> **WHAT NEEDS TO BE DONE**
Answer these questions from the text about Jon Scott below:
(a) What title was Dr Scott awarded?
(b) What was his father's job?
(c) In what year did he become director of biological sciences at Leicester?

> **SOURCE DOCUMENT**

···

For Jon Scott, academic director of the College of Medicine, Biological Sciences and Psychology at the University of Leicester, teaching comes first. Dr Scott, who has been awarded the title of 2011 UK Bioscience Teacher of the Year, has been working with staff and students to ensure that both sides share the same expectations and awareness of feedback. He said that one of the joys of teaching was helping to keep a field thriving: "It's important and it's satisfying to make sure that the subject is continued by students who become interested in the field," he said. "There's something really powerful about enthusing students, getting them to learn and seeing the light dawn when they've understood something." Dr Scott, who began at Leicester as lecturer in physiology, said that his own passion for the biological sciences stemmed from his childhood. "I've always been interested in how things work. My father was an engineer, and I guess physiology is the bioscience side of engineering, if you like: seeing how bodies work, what happens when things go wrong and how they can be put right." He became director of biological sciences at Leicester in 1998 and took up his current role in 2009.

···

> **THE DATA**
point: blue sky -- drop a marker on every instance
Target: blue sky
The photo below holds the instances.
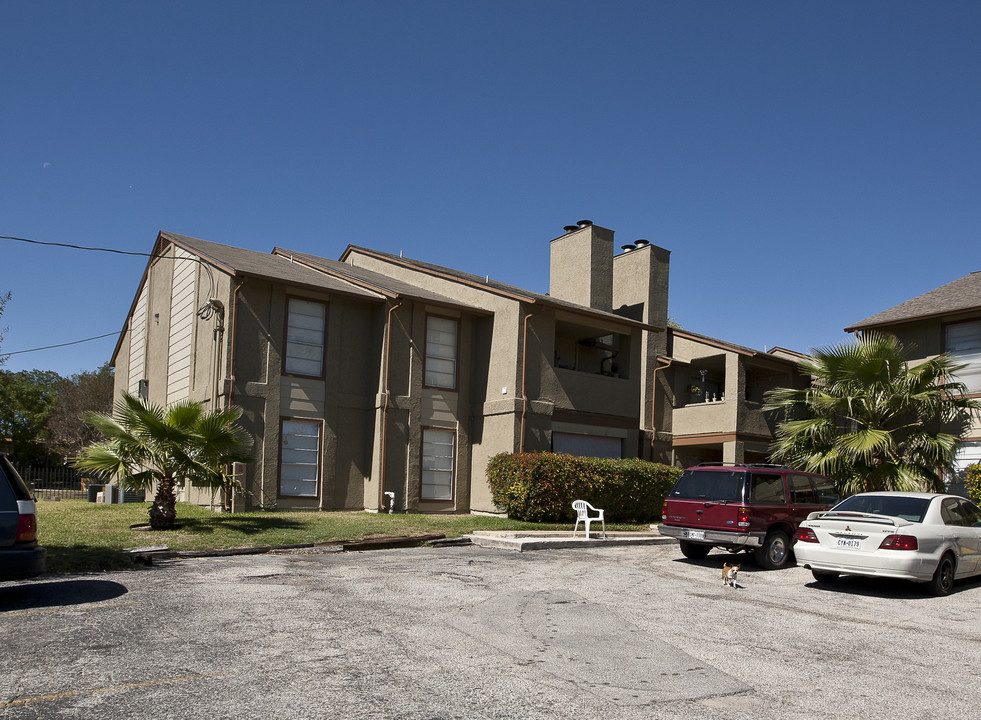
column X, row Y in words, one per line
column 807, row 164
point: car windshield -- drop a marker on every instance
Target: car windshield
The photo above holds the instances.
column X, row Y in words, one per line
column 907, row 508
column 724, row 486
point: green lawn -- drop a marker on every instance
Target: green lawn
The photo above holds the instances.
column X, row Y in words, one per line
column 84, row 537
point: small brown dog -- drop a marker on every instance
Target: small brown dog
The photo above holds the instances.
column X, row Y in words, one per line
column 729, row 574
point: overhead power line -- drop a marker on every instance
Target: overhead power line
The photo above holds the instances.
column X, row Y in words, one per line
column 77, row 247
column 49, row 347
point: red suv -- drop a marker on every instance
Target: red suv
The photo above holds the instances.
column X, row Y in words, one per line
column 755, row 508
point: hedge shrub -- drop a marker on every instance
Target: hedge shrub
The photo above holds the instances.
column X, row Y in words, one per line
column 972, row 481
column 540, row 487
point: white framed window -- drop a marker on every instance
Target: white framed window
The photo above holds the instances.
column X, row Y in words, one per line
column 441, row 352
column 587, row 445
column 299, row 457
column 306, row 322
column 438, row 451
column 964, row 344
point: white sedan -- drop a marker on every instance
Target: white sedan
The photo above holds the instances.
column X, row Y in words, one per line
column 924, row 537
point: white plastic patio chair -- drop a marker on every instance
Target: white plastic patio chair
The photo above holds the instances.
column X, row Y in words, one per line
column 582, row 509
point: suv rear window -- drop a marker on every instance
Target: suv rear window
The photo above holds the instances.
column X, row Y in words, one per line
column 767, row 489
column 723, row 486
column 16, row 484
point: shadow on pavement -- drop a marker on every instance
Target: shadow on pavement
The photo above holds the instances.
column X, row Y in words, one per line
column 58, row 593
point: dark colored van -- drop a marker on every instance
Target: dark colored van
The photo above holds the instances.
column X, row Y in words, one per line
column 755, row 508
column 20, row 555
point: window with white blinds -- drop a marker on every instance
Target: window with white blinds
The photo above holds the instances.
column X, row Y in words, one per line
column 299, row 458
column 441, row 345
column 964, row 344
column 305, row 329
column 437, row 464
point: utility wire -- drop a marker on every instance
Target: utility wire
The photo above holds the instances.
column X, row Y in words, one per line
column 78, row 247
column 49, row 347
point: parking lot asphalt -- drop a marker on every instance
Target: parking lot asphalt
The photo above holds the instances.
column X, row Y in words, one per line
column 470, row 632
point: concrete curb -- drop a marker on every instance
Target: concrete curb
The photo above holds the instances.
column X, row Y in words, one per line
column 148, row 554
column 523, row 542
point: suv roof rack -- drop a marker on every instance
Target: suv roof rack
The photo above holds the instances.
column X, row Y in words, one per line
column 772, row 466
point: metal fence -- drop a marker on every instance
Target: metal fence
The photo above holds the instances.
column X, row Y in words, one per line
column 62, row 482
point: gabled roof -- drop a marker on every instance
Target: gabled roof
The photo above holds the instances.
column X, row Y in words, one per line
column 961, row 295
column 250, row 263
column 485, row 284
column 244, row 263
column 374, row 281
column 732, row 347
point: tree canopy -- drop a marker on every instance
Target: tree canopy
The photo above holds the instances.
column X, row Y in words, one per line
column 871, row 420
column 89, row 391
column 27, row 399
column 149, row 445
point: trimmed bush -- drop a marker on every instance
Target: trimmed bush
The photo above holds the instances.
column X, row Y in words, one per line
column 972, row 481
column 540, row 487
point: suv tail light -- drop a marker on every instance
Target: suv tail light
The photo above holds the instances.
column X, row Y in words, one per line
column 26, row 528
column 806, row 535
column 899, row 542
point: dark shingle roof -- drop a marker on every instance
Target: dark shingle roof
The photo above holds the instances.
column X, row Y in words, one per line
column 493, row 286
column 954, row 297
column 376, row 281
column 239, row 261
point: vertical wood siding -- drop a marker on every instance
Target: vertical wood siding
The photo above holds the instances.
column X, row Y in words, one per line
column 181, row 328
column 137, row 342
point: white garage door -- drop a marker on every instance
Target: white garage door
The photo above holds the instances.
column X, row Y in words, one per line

···

> **RESPONSE BOX**
(a) 2011 UK Bioscience Teacher of the Year
(b) Engineer
(c) 1998